■ **What is required**: Update the rows from the line with "Return the segmentation of every instance of the mitre" through the end of the rows, replacing "Assume" with "Use" and keeping everything else the same. Give back only those lines.
++++ Exercise inputs ++++
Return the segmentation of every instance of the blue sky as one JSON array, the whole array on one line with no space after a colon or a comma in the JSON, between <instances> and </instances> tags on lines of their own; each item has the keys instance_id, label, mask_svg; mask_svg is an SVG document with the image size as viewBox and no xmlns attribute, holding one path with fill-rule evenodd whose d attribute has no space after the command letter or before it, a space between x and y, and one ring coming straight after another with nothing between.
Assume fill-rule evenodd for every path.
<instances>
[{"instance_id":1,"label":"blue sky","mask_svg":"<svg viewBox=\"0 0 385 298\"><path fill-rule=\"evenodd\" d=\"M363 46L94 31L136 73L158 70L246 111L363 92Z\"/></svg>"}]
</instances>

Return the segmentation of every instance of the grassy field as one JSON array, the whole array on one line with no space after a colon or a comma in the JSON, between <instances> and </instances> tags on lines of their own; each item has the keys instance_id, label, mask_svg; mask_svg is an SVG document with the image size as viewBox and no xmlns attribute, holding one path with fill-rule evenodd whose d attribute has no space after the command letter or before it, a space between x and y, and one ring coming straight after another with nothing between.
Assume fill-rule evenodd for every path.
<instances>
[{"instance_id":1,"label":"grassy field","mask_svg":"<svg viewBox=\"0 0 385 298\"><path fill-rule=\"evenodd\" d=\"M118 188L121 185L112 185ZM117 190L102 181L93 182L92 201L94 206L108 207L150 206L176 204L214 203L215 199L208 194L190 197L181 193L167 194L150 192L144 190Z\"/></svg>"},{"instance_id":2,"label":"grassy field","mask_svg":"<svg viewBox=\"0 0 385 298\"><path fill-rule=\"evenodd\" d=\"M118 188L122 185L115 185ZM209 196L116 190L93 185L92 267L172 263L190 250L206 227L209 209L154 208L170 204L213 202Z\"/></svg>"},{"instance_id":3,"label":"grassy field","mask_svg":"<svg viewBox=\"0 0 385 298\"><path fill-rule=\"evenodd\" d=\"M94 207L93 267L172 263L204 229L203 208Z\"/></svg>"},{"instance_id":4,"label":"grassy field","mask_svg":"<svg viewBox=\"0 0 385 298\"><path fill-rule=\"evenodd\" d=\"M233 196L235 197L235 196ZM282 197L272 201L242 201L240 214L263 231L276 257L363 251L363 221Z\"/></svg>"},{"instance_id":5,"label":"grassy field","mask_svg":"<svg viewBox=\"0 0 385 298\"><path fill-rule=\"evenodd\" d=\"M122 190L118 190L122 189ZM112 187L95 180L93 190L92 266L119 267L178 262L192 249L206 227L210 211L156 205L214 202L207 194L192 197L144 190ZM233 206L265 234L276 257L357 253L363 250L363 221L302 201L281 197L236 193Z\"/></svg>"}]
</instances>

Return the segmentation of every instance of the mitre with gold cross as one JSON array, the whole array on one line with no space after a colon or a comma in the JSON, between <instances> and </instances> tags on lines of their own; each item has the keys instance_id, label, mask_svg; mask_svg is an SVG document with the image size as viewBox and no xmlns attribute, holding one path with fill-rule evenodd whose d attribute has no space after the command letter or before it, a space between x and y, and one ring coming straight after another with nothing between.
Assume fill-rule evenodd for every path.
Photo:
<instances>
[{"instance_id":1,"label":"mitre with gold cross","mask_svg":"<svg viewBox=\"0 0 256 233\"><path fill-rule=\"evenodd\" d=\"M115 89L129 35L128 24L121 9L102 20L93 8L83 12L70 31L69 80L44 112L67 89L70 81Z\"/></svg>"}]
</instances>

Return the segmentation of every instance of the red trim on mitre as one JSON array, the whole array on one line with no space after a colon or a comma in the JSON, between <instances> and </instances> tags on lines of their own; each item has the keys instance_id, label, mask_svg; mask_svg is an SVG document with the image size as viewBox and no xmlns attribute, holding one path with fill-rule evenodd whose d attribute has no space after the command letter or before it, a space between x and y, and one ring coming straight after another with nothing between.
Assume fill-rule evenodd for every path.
++++
■ **Task answer**:
Return the segmentation of every instance of the mitre with gold cross as one JSON array, the whole array on one line with no space after a colon or a comma in the JSON, between <instances> and </instances> tags on lines of their own; each item has the keys instance_id, label, mask_svg; mask_svg is an SVG document with the image size as viewBox and no xmlns attribute, holding one path with fill-rule evenodd whose d attribute has no space after the command letter or before it, a space between x and y, and one ring coming straight after another with nothing between.
Use fill-rule evenodd for every path.
Photo:
<instances>
[{"instance_id":1,"label":"mitre with gold cross","mask_svg":"<svg viewBox=\"0 0 256 233\"><path fill-rule=\"evenodd\" d=\"M115 89L129 35L128 24L121 9L102 20L93 8L83 12L70 31L69 80L44 112L67 89L70 81Z\"/></svg>"}]
</instances>

Return the segmentation of every instance of the red trim on mitre as one JSON array, the whole array on one line with no space after a colon or a comma in the JSON, between <instances> and </instances> tags on lines of their own; each item has the keys instance_id, label, mask_svg; mask_svg is an SVG document with the image size as viewBox and no xmlns attribute, holding one path with fill-rule evenodd whose d attribute has no space after the command letter or before it, a space between x and y, and one ring coming straight after another with nothing between.
Use fill-rule evenodd for every path.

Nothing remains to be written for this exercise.